Portion of a data file
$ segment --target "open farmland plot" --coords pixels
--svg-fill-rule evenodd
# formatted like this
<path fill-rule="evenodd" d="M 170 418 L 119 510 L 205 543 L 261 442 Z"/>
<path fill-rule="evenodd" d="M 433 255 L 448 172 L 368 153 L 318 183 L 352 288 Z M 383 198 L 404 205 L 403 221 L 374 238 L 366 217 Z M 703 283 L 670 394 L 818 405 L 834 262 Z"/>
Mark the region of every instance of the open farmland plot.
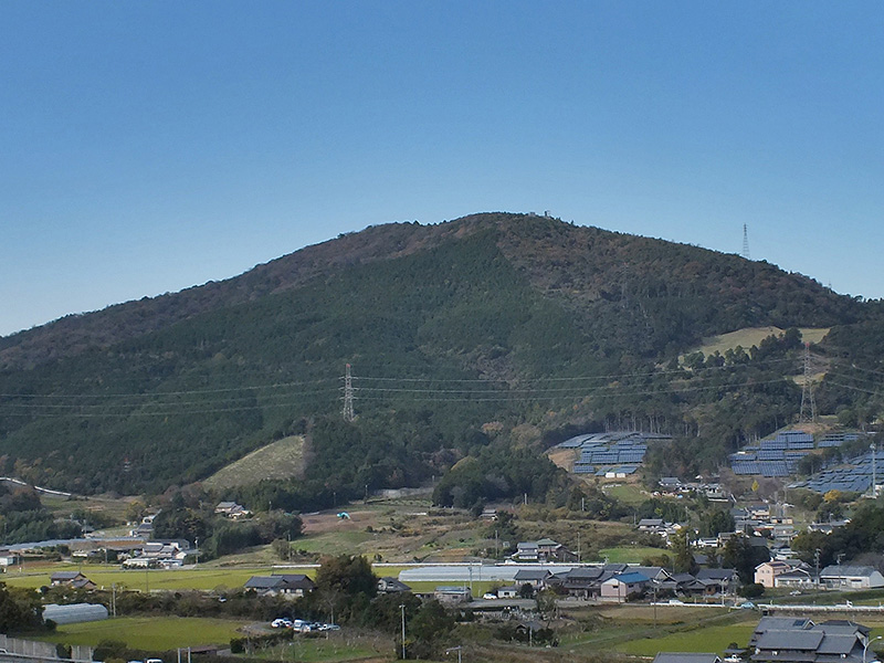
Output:
<path fill-rule="evenodd" d="M 202 589 L 211 590 L 218 587 L 235 588 L 245 585 L 252 576 L 270 576 L 273 572 L 307 573 L 314 576 L 315 568 L 200 568 L 200 569 L 172 569 L 160 570 L 122 570 L 108 567 L 73 567 L 59 565 L 48 568 L 40 573 L 7 573 L 3 581 L 10 587 L 28 587 L 36 589 L 50 583 L 50 576 L 57 570 L 80 570 L 98 587 L 109 588 L 116 585 L 117 588 L 135 589 L 144 591 L 152 590 L 177 590 L 177 589 Z"/>
<path fill-rule="evenodd" d="M 98 622 L 65 624 L 35 640 L 95 646 L 102 640 L 122 640 L 128 646 L 151 652 L 228 644 L 240 638 L 243 621 L 196 617 L 117 617 Z"/>
<path fill-rule="evenodd" d="M 617 650 L 633 656 L 655 656 L 657 652 L 714 652 L 720 654 L 730 643 L 746 646 L 758 625 L 755 619 L 750 623 L 713 625 L 633 639 L 617 645 Z"/>
<path fill-rule="evenodd" d="M 257 651 L 253 657 L 269 661 L 393 661 L 396 642 L 382 635 L 334 633 L 325 638 L 295 638 L 292 642 Z"/>
<path fill-rule="evenodd" d="M 643 546 L 619 546 L 617 548 L 602 548 L 598 557 L 610 562 L 641 564 L 649 557 L 660 557 L 669 555 L 666 548 L 645 548 Z"/>
<path fill-rule="evenodd" d="M 589 628 L 581 632 L 571 632 L 562 638 L 562 645 L 570 650 L 583 652 L 599 646 L 621 651 L 629 654 L 649 655 L 640 652 L 652 651 L 716 651 L 712 649 L 667 650 L 669 644 L 660 644 L 664 638 L 684 636 L 685 642 L 703 641 L 703 634 L 715 638 L 743 638 L 744 631 L 735 625 L 745 627 L 748 636 L 757 624 L 757 615 L 728 613 L 722 608 L 690 608 L 659 606 L 609 606 L 602 608 L 583 608 L 568 610 L 568 615 Z M 656 614 L 656 618 L 654 617 Z M 718 631 L 722 629 L 720 631 Z M 737 640 L 739 642 L 739 640 Z M 650 643 L 650 644 L 645 644 Z M 654 649 L 654 648 L 661 649 Z M 672 645 L 675 646 L 675 645 Z M 686 646 L 686 644 L 685 644 Z M 711 646 L 711 645 L 709 645 Z M 629 648 L 636 648 L 635 651 Z M 723 648 L 724 649 L 724 648 Z"/>

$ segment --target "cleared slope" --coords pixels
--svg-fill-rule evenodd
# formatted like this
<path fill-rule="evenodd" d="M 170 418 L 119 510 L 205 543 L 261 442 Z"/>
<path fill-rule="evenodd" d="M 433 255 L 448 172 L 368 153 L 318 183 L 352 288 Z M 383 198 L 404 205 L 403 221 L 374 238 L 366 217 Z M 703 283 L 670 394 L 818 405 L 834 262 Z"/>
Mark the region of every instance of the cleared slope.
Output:
<path fill-rule="evenodd" d="M 304 475 L 304 436 L 292 435 L 256 449 L 222 467 L 204 480 L 202 485 L 209 490 L 223 491 L 248 486 L 265 478 L 297 478 Z"/>

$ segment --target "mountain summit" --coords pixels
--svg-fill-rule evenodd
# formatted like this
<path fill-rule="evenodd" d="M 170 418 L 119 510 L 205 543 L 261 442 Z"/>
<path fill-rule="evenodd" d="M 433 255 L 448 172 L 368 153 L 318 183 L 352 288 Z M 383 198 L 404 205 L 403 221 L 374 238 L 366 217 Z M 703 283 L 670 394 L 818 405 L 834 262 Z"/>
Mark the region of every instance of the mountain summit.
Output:
<path fill-rule="evenodd" d="M 0 453 L 50 485 L 161 490 L 337 417 L 347 364 L 366 421 L 561 423 L 599 419 L 586 399 L 610 376 L 675 367 L 703 337 L 873 318 L 765 262 L 546 217 L 379 225 L 0 339 Z"/>

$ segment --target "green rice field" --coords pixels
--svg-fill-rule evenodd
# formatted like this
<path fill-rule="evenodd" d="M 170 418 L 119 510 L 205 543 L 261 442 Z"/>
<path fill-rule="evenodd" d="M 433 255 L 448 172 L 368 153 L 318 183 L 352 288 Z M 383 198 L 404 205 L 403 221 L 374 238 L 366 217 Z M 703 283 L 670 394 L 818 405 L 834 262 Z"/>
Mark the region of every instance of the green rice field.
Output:
<path fill-rule="evenodd" d="M 151 652 L 203 644 L 228 644 L 242 636 L 245 622 L 196 617 L 117 617 L 104 621 L 60 625 L 34 640 L 95 646 L 102 640 L 119 640 L 133 649 Z"/>

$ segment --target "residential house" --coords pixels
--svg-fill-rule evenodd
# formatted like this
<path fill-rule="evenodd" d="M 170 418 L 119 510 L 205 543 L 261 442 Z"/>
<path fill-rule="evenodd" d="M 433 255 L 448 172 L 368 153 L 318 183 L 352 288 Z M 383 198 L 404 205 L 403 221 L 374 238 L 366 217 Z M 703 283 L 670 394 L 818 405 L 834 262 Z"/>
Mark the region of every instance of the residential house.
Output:
<path fill-rule="evenodd" d="M 568 596 L 577 599 L 592 599 L 601 593 L 601 583 L 612 577 L 612 571 L 601 567 L 577 567 L 547 580 L 547 585 L 559 586 Z"/>
<path fill-rule="evenodd" d="M 768 588 L 777 587 L 777 578 L 792 570 L 792 565 L 778 559 L 762 561 L 755 567 L 755 582 Z"/>
<path fill-rule="evenodd" d="M 541 538 L 537 541 L 537 556 L 540 561 L 566 561 L 568 557 L 572 557 L 565 546 L 550 538 Z"/>
<path fill-rule="evenodd" d="M 722 659 L 718 654 L 660 652 L 654 656 L 654 663 L 722 663 Z"/>
<path fill-rule="evenodd" d="M 436 587 L 433 598 L 443 606 L 456 606 L 469 603 L 473 600 L 473 594 L 469 587 Z"/>
<path fill-rule="evenodd" d="M 734 569 L 699 569 L 697 580 L 706 586 L 709 594 L 733 594 L 739 589 L 739 575 Z"/>
<path fill-rule="evenodd" d="M 235 502 L 219 502 L 218 506 L 214 507 L 214 513 L 231 520 L 239 520 L 252 515 L 252 512 Z"/>
<path fill-rule="evenodd" d="M 601 583 L 601 599 L 622 603 L 631 596 L 642 593 L 650 581 L 643 573 L 619 573 Z"/>
<path fill-rule="evenodd" d="M 793 567 L 791 571 L 777 576 L 777 587 L 790 587 L 796 589 L 811 589 L 817 587 L 817 577 L 810 569 Z"/>
<path fill-rule="evenodd" d="M 73 587 L 74 589 L 95 589 L 95 582 L 78 571 L 56 571 L 50 576 L 52 587 Z"/>
<path fill-rule="evenodd" d="M 794 618 L 765 623 L 767 619 L 771 618 L 759 622 L 749 643 L 756 663 L 865 663 L 867 627 L 845 620 L 814 624 Z"/>
<path fill-rule="evenodd" d="M 316 583 L 304 573 L 252 576 L 243 586 L 259 596 L 298 598 L 316 589 Z"/>
<path fill-rule="evenodd" d="M 827 589 L 871 589 L 884 587 L 884 576 L 873 567 L 832 565 L 820 571 Z"/>
<path fill-rule="evenodd" d="M 392 576 L 386 576 L 378 580 L 378 593 L 400 593 L 403 591 L 411 591 L 411 588 Z"/>
<path fill-rule="evenodd" d="M 811 523 L 808 525 L 808 532 L 822 532 L 823 534 L 832 534 L 835 529 L 844 527 L 850 520 L 831 520 L 829 523 Z"/>
<path fill-rule="evenodd" d="M 639 520 L 639 532 L 648 532 L 650 534 L 661 534 L 665 532 L 666 525 L 663 518 L 642 518 Z"/>
<path fill-rule="evenodd" d="M 520 541 L 516 544 L 516 552 L 513 555 L 516 561 L 540 561 L 540 548 L 535 541 Z"/>
<path fill-rule="evenodd" d="M 530 585 L 539 591 L 546 588 L 546 581 L 550 576 L 552 576 L 552 573 L 546 569 L 519 569 L 516 571 L 516 576 L 513 579 L 517 587 Z"/>

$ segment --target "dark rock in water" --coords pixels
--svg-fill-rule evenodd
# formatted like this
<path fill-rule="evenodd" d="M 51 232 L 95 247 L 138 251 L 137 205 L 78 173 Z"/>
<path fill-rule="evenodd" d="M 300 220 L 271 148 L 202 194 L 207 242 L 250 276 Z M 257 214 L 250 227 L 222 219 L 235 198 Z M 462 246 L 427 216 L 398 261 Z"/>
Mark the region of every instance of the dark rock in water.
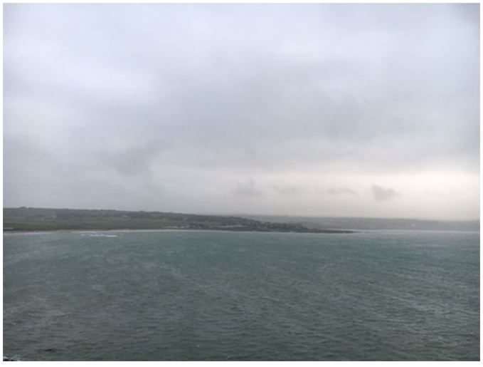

## PROBLEM DETAILS
Write out the listing from its first line up to and including the line with "617 650 L 633". Copy each line character for character, but omit the picture.

## EXERCISE OUTPUT
$ segment --target "open farmland plot" --coords pixels
--svg-fill-rule evenodd
# formatted like this
<path fill-rule="evenodd" d="M 170 418 L 119 510 L 205 543 L 261 442 Z"/>
<path fill-rule="evenodd" d="M 433 255 L 448 172 L 368 153 L 318 183 L 352 288 Z M 383 198 L 404 205 L 403 221 L 374 238 L 366 217 Z M 703 283 L 670 394 L 818 405 L 834 262 Z"/>
Mark the region of every instance of the open farmland plot.
Output:
<path fill-rule="evenodd" d="M 202 589 L 211 590 L 218 587 L 235 588 L 245 585 L 252 576 L 270 576 L 273 572 L 307 573 L 314 576 L 315 568 L 200 568 L 200 569 L 172 569 L 160 570 L 122 570 L 108 567 L 73 567 L 59 565 L 48 568 L 40 573 L 7 573 L 3 581 L 10 587 L 28 587 L 36 589 L 50 583 L 50 576 L 57 570 L 80 570 L 98 587 L 109 588 L 116 585 L 117 588 L 135 589 L 144 591 L 152 590 L 177 590 L 177 589 Z"/>
<path fill-rule="evenodd" d="M 98 622 L 65 624 L 35 640 L 95 646 L 102 640 L 122 640 L 128 646 L 151 652 L 228 644 L 240 638 L 243 621 L 196 617 L 117 617 Z"/>
<path fill-rule="evenodd" d="M 617 650 L 633 656 L 655 656 L 657 652 L 714 652 L 720 654 L 730 643 L 746 646 L 758 625 L 755 619 L 750 623 L 713 625 L 633 639 L 617 645 Z"/>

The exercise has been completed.